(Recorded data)

↓↓↓

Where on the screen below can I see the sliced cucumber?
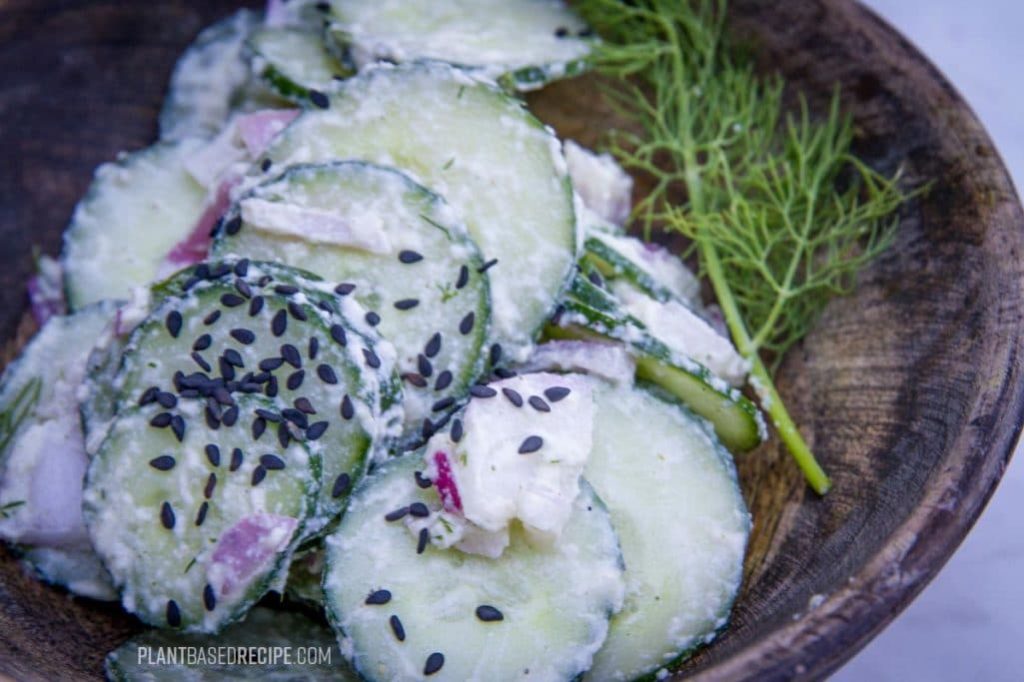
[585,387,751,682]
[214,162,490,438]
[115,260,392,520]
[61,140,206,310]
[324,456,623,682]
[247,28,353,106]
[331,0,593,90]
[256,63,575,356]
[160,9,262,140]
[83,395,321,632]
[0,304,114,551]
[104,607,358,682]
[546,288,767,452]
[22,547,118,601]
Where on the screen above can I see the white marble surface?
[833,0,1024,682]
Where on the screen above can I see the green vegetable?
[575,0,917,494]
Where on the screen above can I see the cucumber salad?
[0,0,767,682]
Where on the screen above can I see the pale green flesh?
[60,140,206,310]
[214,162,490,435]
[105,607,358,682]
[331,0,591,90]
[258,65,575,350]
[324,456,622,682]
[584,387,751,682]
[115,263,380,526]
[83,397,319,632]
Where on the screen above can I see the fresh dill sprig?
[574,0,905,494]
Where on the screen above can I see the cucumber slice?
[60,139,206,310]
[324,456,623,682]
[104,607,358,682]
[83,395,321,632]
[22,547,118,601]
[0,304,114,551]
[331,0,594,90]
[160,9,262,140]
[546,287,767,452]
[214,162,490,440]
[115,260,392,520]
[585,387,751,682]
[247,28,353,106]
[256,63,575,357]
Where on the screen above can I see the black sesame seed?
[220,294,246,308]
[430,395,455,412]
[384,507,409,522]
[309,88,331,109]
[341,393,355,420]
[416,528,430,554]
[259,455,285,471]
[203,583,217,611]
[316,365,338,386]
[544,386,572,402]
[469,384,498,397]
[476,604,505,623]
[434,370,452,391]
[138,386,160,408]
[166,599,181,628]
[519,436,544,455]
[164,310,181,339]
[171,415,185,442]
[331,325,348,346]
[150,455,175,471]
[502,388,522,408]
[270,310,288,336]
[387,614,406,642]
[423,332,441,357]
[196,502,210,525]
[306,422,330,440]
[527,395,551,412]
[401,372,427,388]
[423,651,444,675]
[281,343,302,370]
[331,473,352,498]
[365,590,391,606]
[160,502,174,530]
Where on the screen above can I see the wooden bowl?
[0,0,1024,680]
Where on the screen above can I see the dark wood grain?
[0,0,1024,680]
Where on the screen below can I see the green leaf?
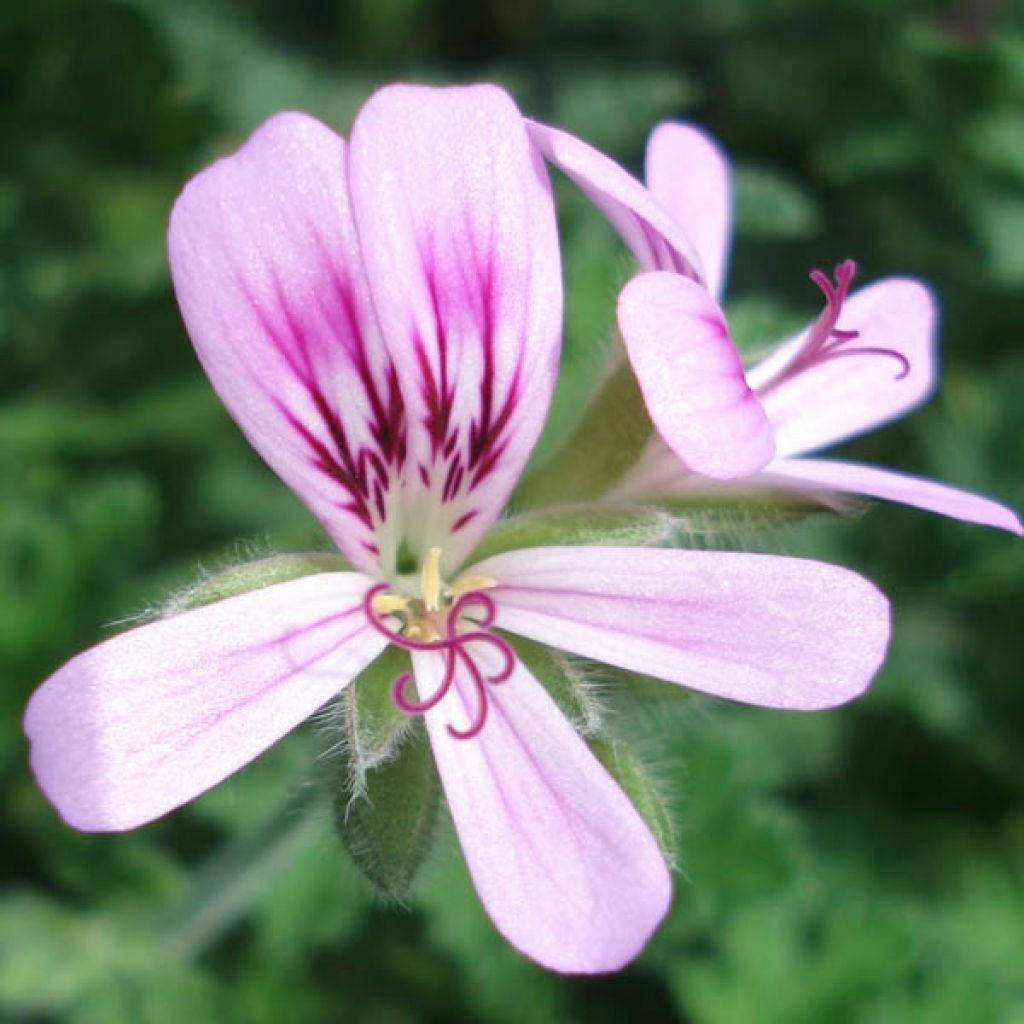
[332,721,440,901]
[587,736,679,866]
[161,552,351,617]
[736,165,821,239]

↑↑↑

Exercise details. Could you extract every line of the records above word for word, omitting the pictures?

The answer.
Where on the screen below can I see the sliced cucumber?
[585,387,751,682]
[214,162,490,438]
[115,260,392,520]
[61,140,206,310]
[324,456,623,682]
[247,28,353,106]
[331,0,593,90]
[256,63,575,356]
[160,9,262,140]
[83,395,321,632]
[0,304,114,551]
[104,607,358,682]
[546,288,767,452]
[22,547,118,601]
Where on the screen above can I see the white marble surface?
[833,0,1024,682]
Where on the screen above can I see the green vegetable?
[575,0,917,494]
Where on the screen above can I see the cucumber salad?
[0,0,767,682]
Where on the screen above can I see the pale green flesh?
[60,140,206,310]
[214,162,490,435]
[105,607,358,682]
[331,0,591,90]
[258,65,575,350]
[324,456,622,682]
[584,387,751,682]
[115,263,380,526]
[83,397,319,632]
Where on the screen above can I see the fresh dill sprig?
[574,0,905,494]
Where on the screen above can I see the cucumber slice?
[60,139,206,310]
[324,456,623,682]
[104,607,358,682]
[83,395,321,632]
[22,547,118,601]
[0,304,114,551]
[331,0,594,90]
[160,9,262,140]
[546,287,767,452]
[214,162,490,440]
[115,260,392,520]
[585,387,751,682]
[247,28,353,106]
[256,63,575,357]
Where on the screen above can I see the black sesame seed?
[220,294,246,308]
[430,395,455,412]
[384,507,409,522]
[309,88,331,109]
[341,393,355,420]
[416,528,430,554]
[259,455,285,471]
[203,583,217,611]
[316,365,338,386]
[544,386,572,402]
[469,384,498,397]
[476,604,505,623]
[434,370,452,391]
[138,386,160,408]
[166,599,181,628]
[519,436,544,455]
[164,310,181,339]
[171,415,185,442]
[331,325,348,346]
[150,455,175,471]
[502,388,522,408]
[270,310,288,336]
[387,614,406,642]
[423,332,441,357]
[196,502,210,525]
[306,422,330,440]
[527,395,551,412]
[401,372,427,388]
[423,651,444,675]
[281,343,302,370]
[331,473,352,498]
[365,590,391,606]
[160,502,174,530]
Where on the screen above can I see the wooden bowl?
[0,0,1024,680]
Where on the screen above can I see the dark wood grain?
[0,0,1024,680]
Where on the screen below can I see the green leaf?
[332,721,440,901]
[587,736,679,866]
[161,552,351,617]
[736,165,821,239]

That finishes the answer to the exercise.